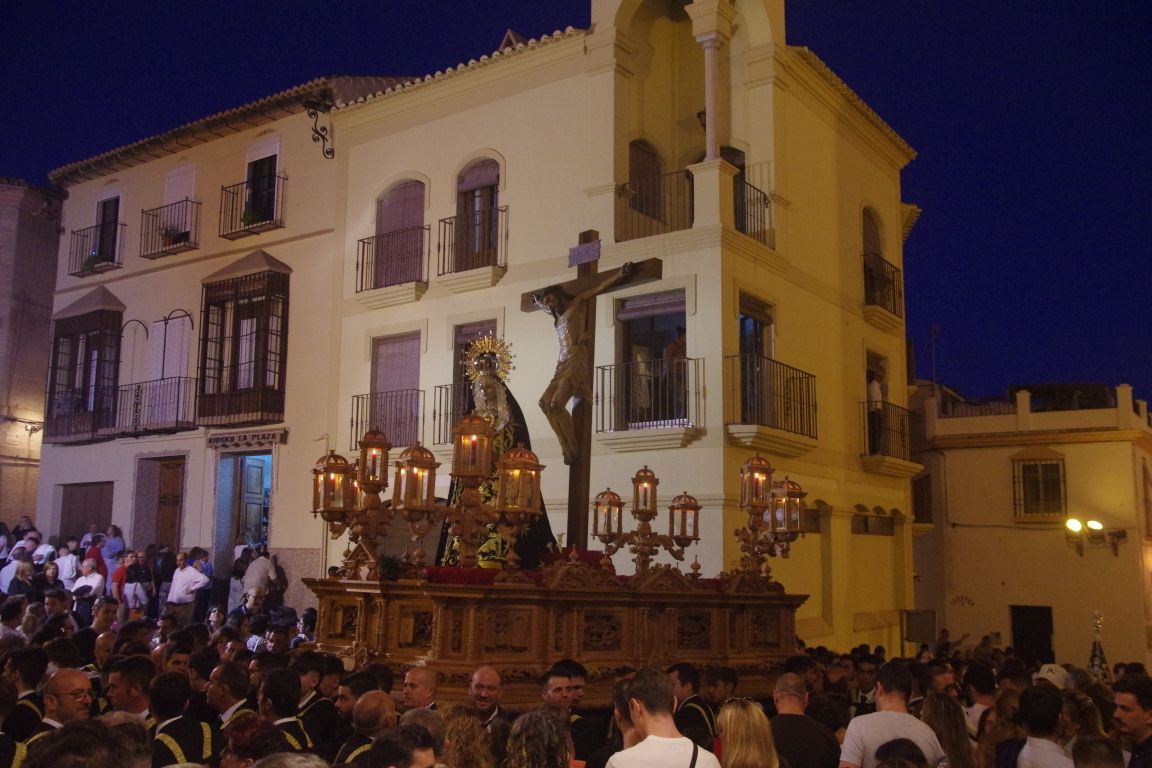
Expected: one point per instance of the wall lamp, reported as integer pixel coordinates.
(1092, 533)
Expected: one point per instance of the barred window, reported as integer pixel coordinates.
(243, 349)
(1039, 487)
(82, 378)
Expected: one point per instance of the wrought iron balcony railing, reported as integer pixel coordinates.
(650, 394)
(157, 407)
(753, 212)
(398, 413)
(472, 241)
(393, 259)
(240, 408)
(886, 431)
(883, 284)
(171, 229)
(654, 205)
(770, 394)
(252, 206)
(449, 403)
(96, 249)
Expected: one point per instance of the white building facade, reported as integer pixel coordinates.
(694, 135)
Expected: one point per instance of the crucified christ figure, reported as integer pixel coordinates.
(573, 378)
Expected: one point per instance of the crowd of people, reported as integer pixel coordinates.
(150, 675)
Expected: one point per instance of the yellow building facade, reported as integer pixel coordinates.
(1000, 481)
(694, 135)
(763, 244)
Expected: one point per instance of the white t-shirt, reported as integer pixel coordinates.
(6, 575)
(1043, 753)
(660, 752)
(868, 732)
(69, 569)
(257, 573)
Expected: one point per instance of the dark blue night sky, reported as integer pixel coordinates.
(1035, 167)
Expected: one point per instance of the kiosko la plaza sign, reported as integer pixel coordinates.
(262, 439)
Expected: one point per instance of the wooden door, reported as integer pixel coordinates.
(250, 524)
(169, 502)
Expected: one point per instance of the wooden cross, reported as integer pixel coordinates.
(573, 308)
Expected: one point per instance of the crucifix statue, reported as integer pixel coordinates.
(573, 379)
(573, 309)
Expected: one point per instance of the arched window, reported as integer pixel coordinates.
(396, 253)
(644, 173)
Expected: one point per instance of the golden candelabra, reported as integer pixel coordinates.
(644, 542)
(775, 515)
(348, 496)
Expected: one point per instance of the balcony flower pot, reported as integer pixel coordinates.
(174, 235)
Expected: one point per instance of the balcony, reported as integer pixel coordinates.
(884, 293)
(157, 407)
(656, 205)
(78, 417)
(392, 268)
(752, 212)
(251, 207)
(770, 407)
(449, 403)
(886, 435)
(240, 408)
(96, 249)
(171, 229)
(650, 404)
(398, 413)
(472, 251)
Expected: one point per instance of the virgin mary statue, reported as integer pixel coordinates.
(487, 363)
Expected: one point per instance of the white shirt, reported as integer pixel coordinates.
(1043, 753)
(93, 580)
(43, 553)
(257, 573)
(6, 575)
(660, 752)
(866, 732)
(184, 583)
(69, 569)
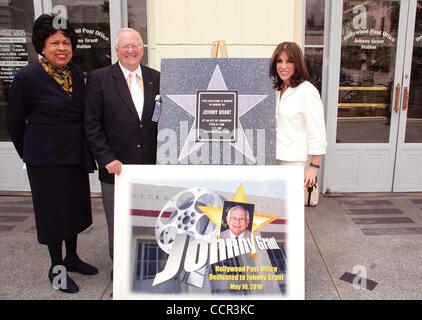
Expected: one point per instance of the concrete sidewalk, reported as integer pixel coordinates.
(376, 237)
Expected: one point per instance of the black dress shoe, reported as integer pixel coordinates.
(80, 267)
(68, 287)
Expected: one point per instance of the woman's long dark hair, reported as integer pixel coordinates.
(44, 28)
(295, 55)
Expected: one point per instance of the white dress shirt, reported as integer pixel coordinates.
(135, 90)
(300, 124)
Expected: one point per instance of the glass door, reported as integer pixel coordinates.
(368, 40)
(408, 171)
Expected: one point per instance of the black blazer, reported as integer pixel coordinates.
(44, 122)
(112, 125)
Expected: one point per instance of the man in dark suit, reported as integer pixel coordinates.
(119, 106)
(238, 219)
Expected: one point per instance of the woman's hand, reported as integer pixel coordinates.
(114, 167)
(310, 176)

----

◆ **Task prompt**
Write out every line above word for word, leaving out the pictures.

◆ **Solution below**
Expected: one point per instance of the wall lamp, reported as integer pixel coordinates.
(1092, 533)
Expected: one point per instance of the barred window, reported as integer pixel coordinates.
(243, 349)
(1039, 487)
(82, 378)
Expected: one point per instance of the wrought iron balcony railing, reported as integer pixel coordinates.
(650, 394)
(157, 407)
(753, 212)
(398, 413)
(472, 241)
(393, 259)
(240, 408)
(886, 431)
(883, 284)
(171, 229)
(654, 205)
(770, 394)
(252, 206)
(449, 403)
(96, 249)
Expected: one point per instance of the white building facade, reported as integer pixel coordinates.
(694, 135)
Expected: one point per instance of the crucified christ figure, reported as integer pixel coordinates.
(573, 378)
Expected: one point per instance of the crowd of people, reported as integer pixel coordinates.
(150, 675)
Expected: one point per instance of the yellow building facade, reported as integer pixel coordinates.
(1000, 481)
(694, 135)
(763, 244)
Expected: one point per instance of the white t-shirt, reported as integer pixel coordinates.
(6, 575)
(1043, 753)
(660, 752)
(868, 732)
(69, 569)
(257, 573)
Expected: one point per instance of the dark blue night sky, reported as integer pixel coordinates.
(1035, 167)
Expected: one point per instance of the kiosko la plaza sign, reported as integer pixel coordinates.
(262, 439)
Expected: one point per instance of the wooden door, reported as integer pixel coordinates.
(250, 524)
(169, 502)
Expected: one point per instance of the wooden cross, reported as integer pixel coordinates.
(573, 308)
Expected: one point per instance of the crucifix statue, reported as integer pixel coordinates.
(573, 379)
(573, 309)
Expected: one point per instance of the arched window, reported as integer pixel coordinates.
(396, 253)
(644, 173)
Expected: one point per instance of the golden candelabra, reported as integer pixel coordinates.
(644, 542)
(775, 515)
(348, 496)
Expected: one point per instance of the balcony flower pot, reported as integer pixel coordinates.
(174, 235)
Expected: one point per instance of the balcony, reported as integer pixel coordinates.
(884, 293)
(157, 407)
(656, 205)
(78, 417)
(392, 268)
(752, 212)
(251, 207)
(770, 407)
(449, 403)
(886, 435)
(240, 408)
(96, 249)
(171, 229)
(650, 404)
(398, 413)
(472, 251)
Expected: one point per instance of the virgin mary statue, reported as integer pixel coordinates.
(487, 363)
Expected: one point per instance of the white shirt, reported as integer pixel coordinates.
(1043, 753)
(93, 580)
(43, 553)
(257, 573)
(6, 575)
(660, 752)
(866, 732)
(184, 583)
(69, 569)
Expected: one point per instance of the concrete sidewalk, reported as integer pixel coordinates.
(376, 237)
Expected: one point per instance of the black dress shoe, reported as integer pixel coordinates.
(80, 267)
(68, 287)
Expected: one point per instance of the woman's long dark hair, reported as integer pixel coordinates.
(44, 28)
(295, 55)
Expected: one point per instance of the white dress shirt, reported as integer pixel coordinates.
(135, 90)
(300, 124)
Expected: one point per instance of the glass door, reported as integer pixel coordinates.
(368, 40)
(408, 171)
Expected: one point per instance of the black blazer, reported as integer pixel coordinates.
(44, 122)
(112, 125)
Expected: one point per instance of the man in dark suit, reported as integer pixel coordinates.
(119, 106)
(238, 219)
Expected: one point per instance of the woman's hand, reported as integer pixel coordinates.
(114, 167)
(310, 176)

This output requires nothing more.